Cisco predicts tough quarter ahead as revenue falls again
Networking giant expects revenues to continue to decline next quarter by as much as 3.5 per cent
Cisco CEO has told investors that he remains confident about the networking vendor's future, despite reporting another quarter of declining revenues amid ongoing macroeconomic pressures.
Revenues dipped by four per cent year on year during the three months ending 25 January to $12bn. GAAP operating income meanwhile grew by five per cent to $3.4bn, representing an operating margin of 28.2 per cent.
It represents the second consecutive quarter of revenue declines for the US networking giant, and will be the third quarter in a row in which it has given negative guidance for the quarter ahead.
Cisco expects revenues to decline by 1.5 to 3.5 per cent in its upcoming Q3.
The firm's share price dropped by four per cent in after-hours trading following the quarterly results.
Cisco CEO Chuck Robbins told investors that macroeconomic pressures such as Brexit and the US-China trade dispute has led to continued sales declines in the UK and China due to a slowdown in orders as customers hold off decision making.
The coronavirus outbreak has meanwhile caused Cisco to cancel its Cisco Live event in Australia and pull out of Mobile World Congress in Barcelona before the event was cancelled outright by organisers.
Robbins did not go into detail about how the outbreak will affect Cisco's business. CFO Kelly Kramer said that Cisco's guidance does not factor in potential supply chain issues caused by the coronavirus.

▶ [Excerpted records]
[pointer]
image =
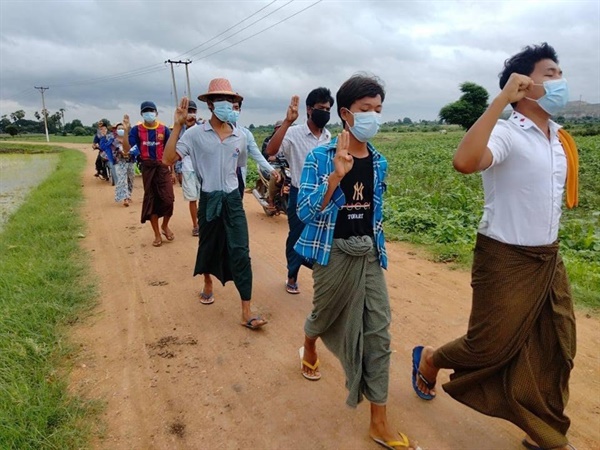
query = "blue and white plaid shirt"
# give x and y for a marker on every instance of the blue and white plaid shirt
(316, 239)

▶ [Work instruction 1]
What operating margin did Cisco's GAAP operating income represent, according to the Cisco article?
▶ [Work instruction 2]
Reproduce the Cisco article word for word, starting at the words "It represents the" and stopping after "the quarter ahead.".
Please answer from the Cisco article alone, not the listing.

▶ [Result 1]
An operating margin of 28.2 per cent.

▶ [Result 2]
It represents the second consecutive quarter of revenue declines for the US networking giant, and will be the third quarter in a row in which it has given negative guidance for the quarter ahead.